* _What you need to do_
Please transcribe the data below exactly. Leave the pictures out.

* _Dataset content_

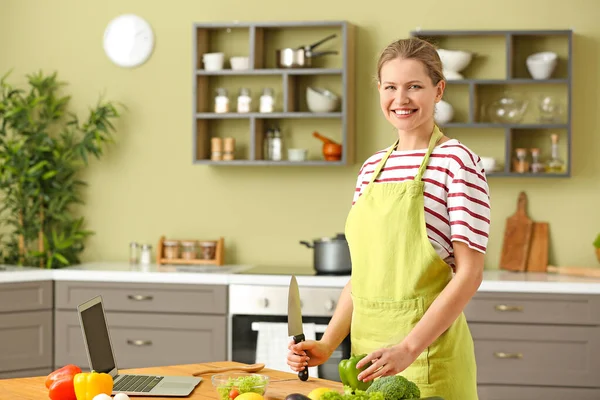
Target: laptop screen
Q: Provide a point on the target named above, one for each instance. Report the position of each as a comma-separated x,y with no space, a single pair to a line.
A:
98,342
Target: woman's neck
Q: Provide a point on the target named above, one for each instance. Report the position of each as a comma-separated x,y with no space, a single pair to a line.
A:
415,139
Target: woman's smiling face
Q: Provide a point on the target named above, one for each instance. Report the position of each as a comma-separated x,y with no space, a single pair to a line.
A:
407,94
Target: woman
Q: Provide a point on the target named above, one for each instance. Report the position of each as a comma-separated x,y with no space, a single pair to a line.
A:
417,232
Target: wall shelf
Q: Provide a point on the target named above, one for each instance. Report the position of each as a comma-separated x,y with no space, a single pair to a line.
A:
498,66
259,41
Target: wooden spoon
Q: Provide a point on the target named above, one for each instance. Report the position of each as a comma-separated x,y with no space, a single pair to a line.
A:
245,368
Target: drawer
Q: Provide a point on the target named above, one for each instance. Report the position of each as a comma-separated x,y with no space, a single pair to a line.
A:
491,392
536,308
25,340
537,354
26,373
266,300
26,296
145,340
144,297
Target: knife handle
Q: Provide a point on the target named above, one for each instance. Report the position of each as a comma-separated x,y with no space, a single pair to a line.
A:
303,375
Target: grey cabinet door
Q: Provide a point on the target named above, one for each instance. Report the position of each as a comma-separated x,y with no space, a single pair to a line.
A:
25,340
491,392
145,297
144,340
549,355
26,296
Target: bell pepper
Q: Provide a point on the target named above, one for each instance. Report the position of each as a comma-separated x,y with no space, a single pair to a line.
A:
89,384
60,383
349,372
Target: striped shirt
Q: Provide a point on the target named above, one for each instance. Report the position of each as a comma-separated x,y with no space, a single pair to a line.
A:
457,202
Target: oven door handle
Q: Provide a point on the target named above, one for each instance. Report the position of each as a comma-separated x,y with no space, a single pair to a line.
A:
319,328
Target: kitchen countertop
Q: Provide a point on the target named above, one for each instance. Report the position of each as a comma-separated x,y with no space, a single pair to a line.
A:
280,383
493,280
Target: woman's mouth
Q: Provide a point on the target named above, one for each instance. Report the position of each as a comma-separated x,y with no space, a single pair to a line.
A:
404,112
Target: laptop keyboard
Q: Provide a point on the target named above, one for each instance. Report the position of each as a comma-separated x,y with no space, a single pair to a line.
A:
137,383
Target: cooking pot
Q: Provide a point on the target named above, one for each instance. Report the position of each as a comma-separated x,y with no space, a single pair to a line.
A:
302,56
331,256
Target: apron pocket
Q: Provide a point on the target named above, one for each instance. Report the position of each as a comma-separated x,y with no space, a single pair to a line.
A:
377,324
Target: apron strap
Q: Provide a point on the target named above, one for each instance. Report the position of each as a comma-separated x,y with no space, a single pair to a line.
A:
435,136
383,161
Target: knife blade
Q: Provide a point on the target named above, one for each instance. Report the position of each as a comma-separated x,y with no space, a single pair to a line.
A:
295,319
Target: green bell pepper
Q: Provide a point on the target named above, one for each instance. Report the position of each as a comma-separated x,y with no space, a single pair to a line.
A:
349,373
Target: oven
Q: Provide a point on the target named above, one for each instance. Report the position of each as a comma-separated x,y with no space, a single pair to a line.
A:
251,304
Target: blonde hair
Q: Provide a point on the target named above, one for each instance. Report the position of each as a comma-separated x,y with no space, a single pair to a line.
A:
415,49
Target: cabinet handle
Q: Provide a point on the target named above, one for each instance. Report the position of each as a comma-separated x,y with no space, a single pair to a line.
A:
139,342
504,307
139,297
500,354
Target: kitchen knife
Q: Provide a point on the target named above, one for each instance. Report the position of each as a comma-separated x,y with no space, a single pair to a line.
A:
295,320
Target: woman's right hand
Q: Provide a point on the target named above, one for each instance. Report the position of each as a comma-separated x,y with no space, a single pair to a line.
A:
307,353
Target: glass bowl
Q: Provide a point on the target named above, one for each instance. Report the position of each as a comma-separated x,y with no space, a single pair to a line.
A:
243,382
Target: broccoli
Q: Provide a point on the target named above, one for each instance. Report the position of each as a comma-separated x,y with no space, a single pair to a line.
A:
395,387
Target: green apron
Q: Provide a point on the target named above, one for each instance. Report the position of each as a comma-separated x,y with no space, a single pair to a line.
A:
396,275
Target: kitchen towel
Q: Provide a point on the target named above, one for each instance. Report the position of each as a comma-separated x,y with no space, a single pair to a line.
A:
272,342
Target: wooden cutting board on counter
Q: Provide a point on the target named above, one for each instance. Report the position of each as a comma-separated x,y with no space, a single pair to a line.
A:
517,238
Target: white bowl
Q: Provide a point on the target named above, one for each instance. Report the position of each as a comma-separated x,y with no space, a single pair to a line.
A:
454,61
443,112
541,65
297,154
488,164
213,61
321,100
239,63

* _Result for this task_
Target: laptop screen
Q: Provide a point on the target named above, one for each instance. Report the position of each as a comma-separated x,y with no space, a single pair to a line.
A:
98,342
Target: woman's neck
Q: Provide a point on the target named above, one for each instance. Report the position of each as a comma-separated x,y with no space, a single pair to a line.
A:
415,139
Target: woman's smiling face
Q: Provide a point on the target named above, one for each instance. Report the position of each as a comma-separated x,y with no space, a single pair to a line.
A:
407,94
Target: woman
Q: Provide a point on the target named above, one for each instance. Report the position of each as a comma-separated x,y with no space, a single pair to a line.
A:
417,232
Target: wall shelf
Q: Provide a point on the target named above, one for each instance. Report the position of each as a comma-separated x,y with no space, a single pair to a line.
A:
498,66
259,41
Target: wooden spoon
Q: Provide a point on the target named above, one for each instance. Report the position of each as a comma-separated x,y with no space, a single pair to a line.
A:
245,368
Target: drawer
Q: Provide a point on the target named above, one for each instance. Report the position of each as a comma-separated x,y with no space, a single pair to a line.
A:
491,392
536,308
25,340
537,354
26,373
266,300
26,296
145,340
144,297
Target: knife handle
Q: Provide a point on the target named above, one for each instance. Report the position of each as a comma-separated x,y with no space, a single pair to a line.
A:
303,375
Target: grey cabinet door
Q: Provide a point on the target named above, one for each instance. Report the position of each as a comma-separated x,y with no space, a single pair to a line.
A:
25,340
491,392
145,297
144,340
549,355
26,296
Target: bell pepper
Q: Provide a point on the target named above, one for each instance. Report the position of each as a comma-separated x,y with no space, a single pair to a line.
A:
89,384
60,383
349,372
Target: striped shirt
Q: Provide a point on the target named above, one for each instance. Report the position of each as a comma-separated x,y with no space, a single pair to a line.
A:
457,202
Target: oven door handle
Q: Provide a point on the target named above, one for each instance. Report the position of each as a comma-separated x,y with no space, a single pair to a line.
A:
319,328
Target: kitchen countertop
Q: Provide a point on the target named above, one for each instance. Report the position of each as a comma-separated x,y with no space, a single pair to a line.
A:
280,383
493,280
Target: woman's mouth
Q: Provide a point on the target named above, one for each instance. Report the position of each as a comma-separated x,y with no space, a single pair to a line.
A:
404,112
Target: laptop keyboard
Q: Provide a point on the target named above, one for each instance. Report the position of each as a comma-separated x,y with no space, a single pair to a line.
A:
137,383
Target: cooking pot
Q: Provide a point on the target named above, one for each instance. Report the position of each as a comma-separated x,y with no space, a single pair to a line.
A:
302,56
331,256
Target: apron pocket
Q: Provide a point on the target named above, one for each instance. Report the position of each as a comma-separated x,y with no space, a single pair to a line.
A:
377,324
Target: apron strap
Q: Provide a point on the target named above, one for each instance. Report the position of each as a comma-separated x,y with no space, a single pair to a line.
A:
435,136
383,161
Target: knife blade
Q: Provide a point on the target named above, one for each instance. Report the position of each as a comma-separated x,y with no space, a single pair to a line.
A:
295,319
Target: green bell pepper
Q: Provide a point on the target named above, one for each instance. Report the position of each as a comma-separated x,y with no space, a single pair to a line.
A:
349,373
Target: oven
Q: Provide a point on the target named above, one for each instance. Report the position of each as a comma-separated x,y with no space, a single pair to a line.
A:
251,304
Target: blonde hair
Q: Provide a point on the target named above, one for each instance. Report the position of each as a comma-separated x,y with no space, a single pair to a line.
A:
415,49
Target: cabinet handle
Q: Provide a point on the target named above, one for each instance. Report the position of each as a comma-separated x,y with no space, a single pair to a line.
A:
139,342
504,307
139,297
500,354
Target: kitchen knife
Q: Provide a point on the target named above, one for each instance. Report the position of each as a comma-separated x,y with no space, a single pair to a line.
A:
295,320
Target: woman's right hand
Q: Provide a point on the target named above, one for each instance. Report the position of each as a comma-separated x,y with no space, a single pair to a line.
A:
307,353
Target: glass bowl
Q: Provide a point on the target named above, one for each instance. Report the position of each as a comma-separated x,y with no space, a single pair to a line.
A:
243,382
Target: broccoli
Q: Provide a point on the target named above, one for each instance. Report the position of each as a comma-separated x,y with no space, a single pair to a line.
A:
395,387
Target: green apron
Q: Provide a point on the target named above, one for each instance. Report the position of each as a comma-separated x,y with no space, a single pair to a line.
A:
396,275
Target: kitchen towel
Q: Provide a point on the target named above, one for each instance. Report the position of each as a comma-separated x,y with no space, a single pair to a line.
A:
272,342
Target: wooden cutting board on counter
Q: Provide a point on the target named above, one for each instance. Report the position of each as a comma-separated x,y with no space, a single pair to a line.
A:
517,238
Target: white bowl
Q: Provide a point on the target named above, one for each instance. Report the position of each as a comma-separated x,y with no space, a single pair to a line.
A:
454,61
443,112
541,65
297,154
488,164
213,61
321,100
239,63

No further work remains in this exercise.